### Assigned task
Leave out the pictures and output the data verbatim.

### Extracted information

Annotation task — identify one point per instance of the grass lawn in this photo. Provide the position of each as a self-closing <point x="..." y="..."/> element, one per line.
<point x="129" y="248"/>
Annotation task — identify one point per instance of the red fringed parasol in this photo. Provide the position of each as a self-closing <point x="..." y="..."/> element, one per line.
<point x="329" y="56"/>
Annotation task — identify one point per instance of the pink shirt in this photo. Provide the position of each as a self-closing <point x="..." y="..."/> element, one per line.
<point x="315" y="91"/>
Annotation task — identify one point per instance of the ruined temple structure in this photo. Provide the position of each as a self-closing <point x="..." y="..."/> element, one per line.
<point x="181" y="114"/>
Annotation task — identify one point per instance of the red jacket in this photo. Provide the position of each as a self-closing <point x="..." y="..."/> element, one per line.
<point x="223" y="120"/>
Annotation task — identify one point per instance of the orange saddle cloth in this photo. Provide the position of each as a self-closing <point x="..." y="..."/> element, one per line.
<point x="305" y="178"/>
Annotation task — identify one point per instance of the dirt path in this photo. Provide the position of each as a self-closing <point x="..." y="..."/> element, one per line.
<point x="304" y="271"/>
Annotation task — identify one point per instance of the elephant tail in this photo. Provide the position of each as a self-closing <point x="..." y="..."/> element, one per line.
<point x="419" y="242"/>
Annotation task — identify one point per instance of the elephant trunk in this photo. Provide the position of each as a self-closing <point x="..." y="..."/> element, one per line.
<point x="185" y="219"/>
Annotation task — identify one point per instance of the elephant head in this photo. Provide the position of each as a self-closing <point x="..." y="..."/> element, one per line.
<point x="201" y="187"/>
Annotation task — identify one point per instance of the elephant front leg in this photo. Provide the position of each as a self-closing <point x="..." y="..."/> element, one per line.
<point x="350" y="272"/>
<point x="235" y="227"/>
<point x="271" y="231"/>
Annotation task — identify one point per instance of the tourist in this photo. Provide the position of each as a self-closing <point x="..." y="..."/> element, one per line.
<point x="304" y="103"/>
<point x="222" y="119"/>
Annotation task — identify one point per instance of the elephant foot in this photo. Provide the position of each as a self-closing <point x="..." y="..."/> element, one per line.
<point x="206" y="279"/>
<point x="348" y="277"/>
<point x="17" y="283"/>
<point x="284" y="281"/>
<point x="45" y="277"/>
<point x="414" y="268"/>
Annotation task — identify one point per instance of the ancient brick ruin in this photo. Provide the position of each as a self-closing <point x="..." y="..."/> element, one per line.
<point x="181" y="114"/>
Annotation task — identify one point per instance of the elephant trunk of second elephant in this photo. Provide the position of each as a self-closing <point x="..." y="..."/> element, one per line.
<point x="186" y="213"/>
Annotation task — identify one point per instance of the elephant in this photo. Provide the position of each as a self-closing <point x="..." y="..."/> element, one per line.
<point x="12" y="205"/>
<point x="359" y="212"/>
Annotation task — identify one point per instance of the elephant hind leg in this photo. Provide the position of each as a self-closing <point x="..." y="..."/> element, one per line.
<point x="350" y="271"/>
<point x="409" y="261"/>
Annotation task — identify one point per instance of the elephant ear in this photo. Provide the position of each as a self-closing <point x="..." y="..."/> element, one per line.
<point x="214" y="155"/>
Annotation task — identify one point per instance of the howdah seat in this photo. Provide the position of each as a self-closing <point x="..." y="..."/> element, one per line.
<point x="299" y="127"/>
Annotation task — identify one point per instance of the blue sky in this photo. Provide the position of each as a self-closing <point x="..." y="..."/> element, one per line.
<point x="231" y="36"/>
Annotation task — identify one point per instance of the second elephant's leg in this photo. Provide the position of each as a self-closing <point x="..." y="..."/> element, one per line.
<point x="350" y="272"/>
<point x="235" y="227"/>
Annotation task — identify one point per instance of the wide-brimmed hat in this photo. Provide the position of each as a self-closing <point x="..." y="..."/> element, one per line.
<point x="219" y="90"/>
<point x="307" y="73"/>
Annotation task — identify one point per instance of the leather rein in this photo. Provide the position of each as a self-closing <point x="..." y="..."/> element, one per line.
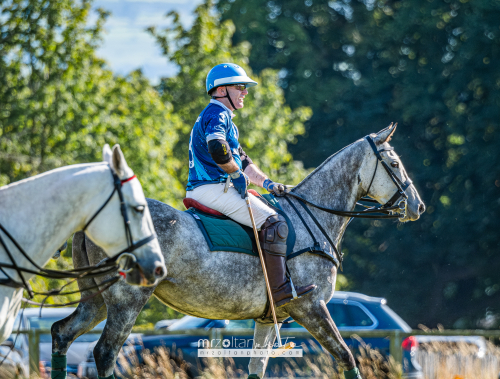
<point x="106" y="266"/>
<point x="385" y="211"/>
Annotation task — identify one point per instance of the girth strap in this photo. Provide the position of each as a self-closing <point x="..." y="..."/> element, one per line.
<point x="316" y="248"/>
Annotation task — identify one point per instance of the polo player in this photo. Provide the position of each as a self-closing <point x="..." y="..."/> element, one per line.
<point x="215" y="154"/>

### Task output
Annotation task — identify one point per instance of the grass lawn in this photo. Provide the position of each as a self-closing <point x="..." y="..."/> element, one per line.
<point x="129" y="248"/>
Annotation task — identify one point per instance of the red fringed parasol in this photo. Provide the position of each as a self-closing <point x="..." y="..."/> element, one per line.
<point x="329" y="56"/>
Annotation task — identify one point per instance of the pink shirt in this photo. Provide the position of each as a self-closing <point x="..." y="..."/> element, one per line.
<point x="315" y="91"/>
Annotation task — identify one point per instance of the ruined temple structure in this photo. Provide the position of each as a self-closing <point x="..." y="..."/> element, one per line.
<point x="181" y="114"/>
Annotation task — identify one point per instance of the red jacket in this photo. Provide the position of each as a self-closing <point x="..." y="..."/> element, one per line.
<point x="223" y="120"/>
Annotation task — identify one point per instance of the orange saddle cloth in this photo. Provide the position of each as a self-closing <point x="..." y="..."/> element, one per line.
<point x="305" y="178"/>
Annotation task — identify one point per instance of the dirt path in this photo. Provide the position of each as a self-closing <point x="..." y="..."/> element, one per line.
<point x="304" y="271"/>
Annotation task — identify one point per instance of the elephant tail in this photo. Provide the position of each as a self-closing <point x="..." y="..."/> element, one per line.
<point x="419" y="242"/>
Annotation task — identify one point per instance of the elephant trunk in this photo. Provide the position of each as a self-closing <point x="..." y="..."/> element, one per line.
<point x="185" y="219"/>
Annotation task — identify one point per instance of the elephant head in this photo. Provide the position of each as a self-closing <point x="..." y="..."/> element, one per line.
<point x="201" y="187"/>
Annotation task — identify one point per instance of the elephant front leg in this photo. Provide the position of each as a self-closing <point x="..." y="..."/> element, one per line.
<point x="350" y="272"/>
<point x="235" y="227"/>
<point x="271" y="231"/>
Annotation task — identify one point per instance of the tourist in this photo. Provide the position of each as a self-closing <point x="..." y="..."/> element, one per line.
<point x="304" y="103"/>
<point x="222" y="119"/>
Annotation task — identify one point per instance of the elephant foot in this photo. Provide the position of each as a self-closing <point x="..." y="..."/> element, one per line.
<point x="206" y="279"/>
<point x="348" y="277"/>
<point x="17" y="283"/>
<point x="284" y="281"/>
<point x="45" y="277"/>
<point x="414" y="268"/>
Annotation task — identify one point per instance of the ancient brick ruin in this photo. Provide the position of each as a self-closing <point x="..." y="..."/> element, one per line.
<point x="181" y="114"/>
Annotation task — identify one point per instance of the elephant trunk of second elephant in this photo. Provide the position of each as a self-closing <point x="..." y="..."/> element, one per line.
<point x="186" y="213"/>
Annotation task — identify one point per instance of the elephant in this photo. Provide the position of each as a self-closing <point x="..." y="..."/> element, one per line.
<point x="12" y="205"/>
<point x="359" y="212"/>
Annotation task — identify one point per instance of the elephant hind leg in this photo. Provide the position of each as a self-closing <point x="..." y="..."/> element, one per line.
<point x="350" y="271"/>
<point x="409" y="261"/>
Annotation task — identify one point per instance of the elephant ear in this photo. Provide the position of each as a self-closing <point x="..." y="..."/> element, one per line.
<point x="214" y="155"/>
Annotation task — identify one point per instance of the howdah seat in this photo. Provide the position of each as a self-closing <point x="..." y="..."/> element, one per line.
<point x="299" y="127"/>
Annotation task — identify one point per instance of the blue sky in this photo. Provide the position of each as a self-closing <point x="..." y="..."/> element, one per line.
<point x="231" y="36"/>
Annotation task — identify one point per instance of the second elephant's leg in this photo. Provide the position of each as a self-closing <point x="..." y="..."/> element, one per line.
<point x="350" y="272"/>
<point x="235" y="227"/>
Annotation task — identify one point per instance of the wide-brimmed hat in this photo. Provide the position of each as a self-closing <point x="..." y="..."/> element, one per line.
<point x="219" y="90"/>
<point x="307" y="73"/>
Annotation task — identify one point per instance of the leather rein in this photo. Provide the position of each as a self-closing <point x="..." y="..."/> element, one per line.
<point x="106" y="266"/>
<point x="385" y="211"/>
Annotation task — identify one point per instance of the girth strap in this photo. Provide the position of each as a self-closing <point x="..." y="..."/> element, one per line.
<point x="316" y="248"/>
Annotation task — identify one point per instance of the polo player in this photo. Provide the position of each as a self-closing <point x="..." y="..."/> element, one per line.
<point x="215" y="154"/>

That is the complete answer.